=== Instruction ===
Please set down every line of the material below word for word, with no changes.

-- Begin Exercise data --

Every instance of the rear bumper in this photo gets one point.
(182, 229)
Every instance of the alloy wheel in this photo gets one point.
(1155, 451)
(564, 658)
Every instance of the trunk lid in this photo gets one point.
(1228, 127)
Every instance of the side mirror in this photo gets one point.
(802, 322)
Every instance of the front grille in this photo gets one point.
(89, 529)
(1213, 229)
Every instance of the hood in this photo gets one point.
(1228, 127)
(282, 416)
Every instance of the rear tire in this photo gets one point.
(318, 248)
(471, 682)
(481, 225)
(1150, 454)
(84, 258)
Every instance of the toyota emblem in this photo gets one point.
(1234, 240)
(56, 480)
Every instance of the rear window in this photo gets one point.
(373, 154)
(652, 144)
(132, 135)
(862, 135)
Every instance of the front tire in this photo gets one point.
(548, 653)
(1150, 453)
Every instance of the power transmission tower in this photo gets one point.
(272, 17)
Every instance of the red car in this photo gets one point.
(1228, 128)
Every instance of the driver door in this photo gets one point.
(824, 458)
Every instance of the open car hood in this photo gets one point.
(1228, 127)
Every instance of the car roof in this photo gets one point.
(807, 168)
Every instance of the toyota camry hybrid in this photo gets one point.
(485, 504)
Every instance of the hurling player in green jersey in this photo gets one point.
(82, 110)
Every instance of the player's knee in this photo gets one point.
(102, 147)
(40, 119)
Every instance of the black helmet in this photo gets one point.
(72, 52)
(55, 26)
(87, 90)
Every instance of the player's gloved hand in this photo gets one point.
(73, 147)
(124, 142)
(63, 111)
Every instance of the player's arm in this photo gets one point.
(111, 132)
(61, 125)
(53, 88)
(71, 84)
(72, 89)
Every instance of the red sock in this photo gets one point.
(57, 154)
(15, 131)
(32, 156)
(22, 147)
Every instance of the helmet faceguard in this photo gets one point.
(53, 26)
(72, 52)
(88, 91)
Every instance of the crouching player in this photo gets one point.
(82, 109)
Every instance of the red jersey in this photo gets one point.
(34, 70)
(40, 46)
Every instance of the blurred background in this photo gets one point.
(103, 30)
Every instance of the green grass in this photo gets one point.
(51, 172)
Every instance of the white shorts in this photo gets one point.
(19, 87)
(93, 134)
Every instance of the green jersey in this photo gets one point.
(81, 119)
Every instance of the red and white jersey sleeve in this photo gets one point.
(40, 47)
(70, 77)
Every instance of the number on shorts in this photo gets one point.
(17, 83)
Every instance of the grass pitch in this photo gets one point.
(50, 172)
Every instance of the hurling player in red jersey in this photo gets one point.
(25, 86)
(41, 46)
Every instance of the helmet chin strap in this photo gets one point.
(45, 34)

-- End Exercise data --

=== Response ===
Every instance of the rear bumper in this photo gets one point.
(182, 229)
Every instance of the alloy wheel in this photo gets one point.
(1155, 451)
(564, 658)
Every instance of the trunk lid in this photo gets one point.
(1228, 127)
Every instance of the side mirror in this photo gets one point.
(802, 322)
Every instance of the front grille in this photo gets one point.
(89, 529)
(1213, 229)
Every instance of the hood in this photo gets one point.
(1228, 127)
(282, 416)
Every instance of the rear tire in this photo gets one point.
(318, 248)
(471, 682)
(481, 225)
(1150, 454)
(84, 258)
Every instance of the toyota emblem in this photo gets one point.
(1234, 240)
(56, 480)
Every instance of the rear window in this photo gets one point.
(373, 154)
(652, 144)
(132, 135)
(862, 135)
Every instance of the front tire in this photo gets one point.
(548, 653)
(1150, 453)
Every instance of the power transmission tower in this photo gets one point.
(272, 17)
Every instance of the red car in this photo gets one point.
(1228, 128)
Every instance of the driver door in this photo gets one point.
(824, 458)
Every instance of the open car hood in this photo gets one point.
(1228, 127)
Every instance of the car roof in this photo gets one point.
(807, 168)
Every instance of the toyota camry hybrid in this photo gets one point.
(485, 504)
Every instance of the hurling player in green jersey in this photo gets one point.
(82, 110)
Every instance of the player's knee in this photo gets one point.
(102, 147)
(40, 119)
Every instance of the black helmet in this photo gets one point.
(72, 52)
(55, 26)
(87, 90)
Every instance of the player's gloved hand in this photo gets one point.
(73, 147)
(124, 142)
(63, 111)
Every instance of the player's arm in this photo gets one point.
(111, 132)
(61, 125)
(53, 88)
(71, 84)
(72, 89)
Every instance of the red sock in this photo gets one point.
(57, 154)
(15, 131)
(32, 156)
(22, 147)
Every instance of the helmet faceguard in this photo gets one point.
(53, 26)
(72, 52)
(88, 91)
Every instance of the crouching player in this photo gets one point.
(82, 109)
Every instance of the red jersey in this photo gets one point.
(34, 70)
(40, 46)
Every instance of the blurred background in this photo gets one point.
(103, 30)
Every instance of the green grass in this photo gets one point.
(51, 172)
Every instance of the white shorts in this photo gets one point.
(19, 87)
(93, 134)
Every instance of the green jersey in this photo gets one point.
(81, 119)
Every instance of the red and white jersey sleeve in this photo gets one point.
(40, 47)
(70, 77)
Every instance of the number on shorts in this photo gets one point.
(17, 83)
Every instance of the grass pitch in this photo gets one point.
(50, 172)
Every instance of the hurling player in red jersey in this photo gets one point.
(25, 86)
(41, 46)
Every instance of the helmet chin strap in this photo gets one point.
(45, 34)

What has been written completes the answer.